EXERCISES TO COMPLETE:
1. In the text on visiting the Cedars of Lebanon, rewrite the part from "- Summer (June-September): Warm" to "when conditions allow.", substituting "forest" for "grove".
2. According to the text on visiting the Cedars of Lebanon, what daytime temperatures does the area have from late May through early October?

When is the best time to visit the Cedars of Lebanon?
Late May through early October is the sweet spot. The trail is fully open, snow is gone, daytime temperatures sit around 65-75°F (18-24°C) even when Beirut is baking at 95°F (35°C), and the resin smell from the trees is strongest in warm weather. Avoid January and February unless you specifically want to ski next door — the trail is often buried. For a month-by-month breakdown across the country, see our guide to the best time to visit Lebanon.
- Spring (April-May): Wildflowers, snowmelt streams, cool air around 50-65°F (10-18°C). Best for hiking the Qadisha Valley below.
- Summer (June-September): Warm and dry. The grove is a natural escape from coastal heat. Weekends get busy with Lebanese day-trippers — go on a Tuesday or Wednesday morning.
- Autumn (October-November): Crisp air, fewer crowds, the surrounding slopes turn russet. My favorite window for photography.
- Winter (December-March): Snow can close the trail entirely. The Cedars Ski Resort 3 miles (5 km) up the road operates when conditions allow.
How much does it cost to enter the Cedars of God?

GIVEN INFORMATION:

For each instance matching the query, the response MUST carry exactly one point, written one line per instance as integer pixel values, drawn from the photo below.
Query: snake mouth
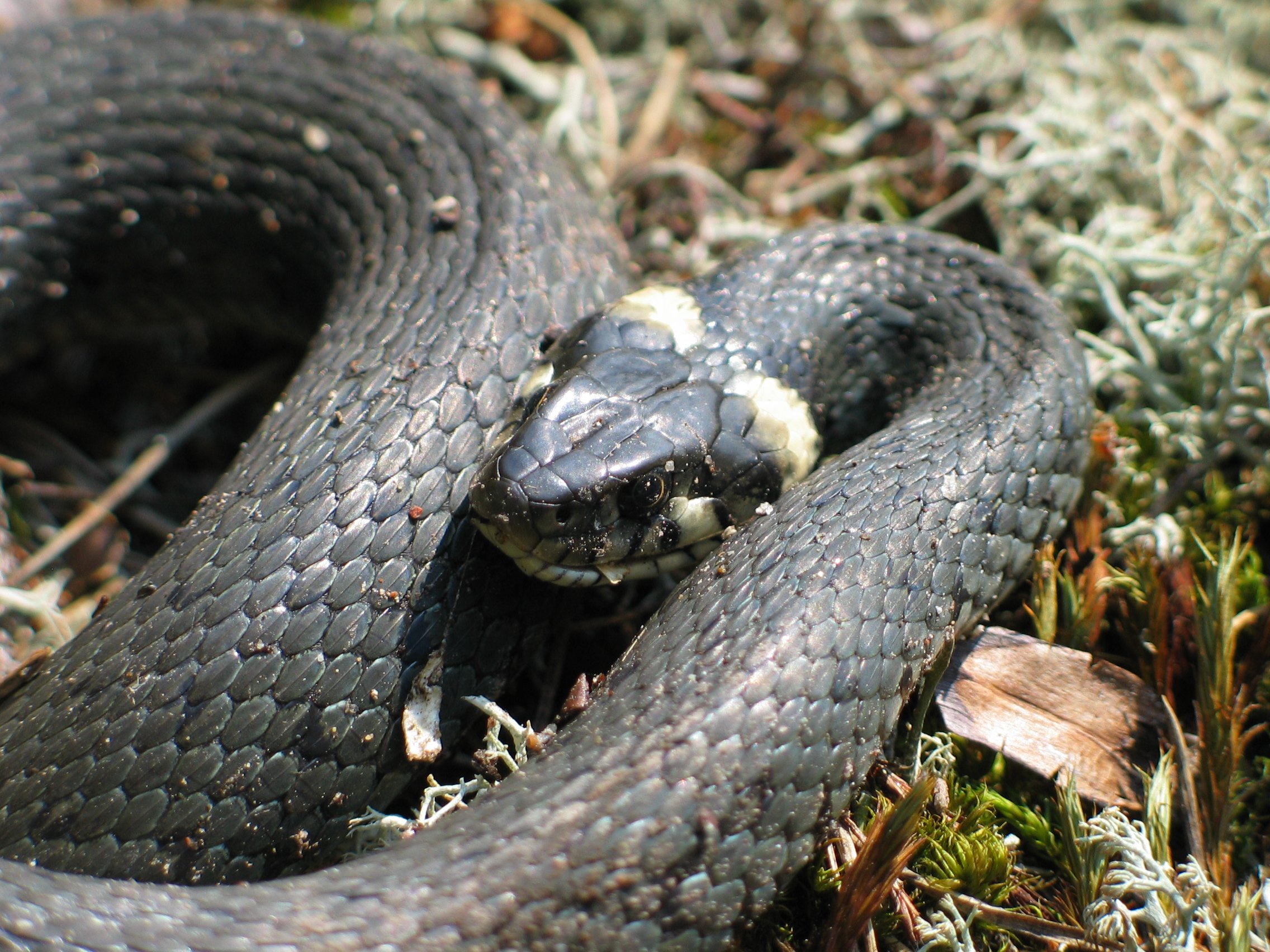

OUTPUTS BY TASK:
1.
- Summer (June-September): Warm and dry. The forest is a natural escape from coastal heat. Weekends get busy with Lebanese day-trippers — go on a Tuesday or Wednesday morning.
- Autumn (October-November): Crisp air, fewer crowds, the surrounding slopes turn russet. My favorite window for photography.
- Winter (December-March): Snow can close the trail entirely. The Cedars Ski Resort 3 miles (5 km) up the road operates when conditions allow.

2. Around 65-75°F (18-24°C).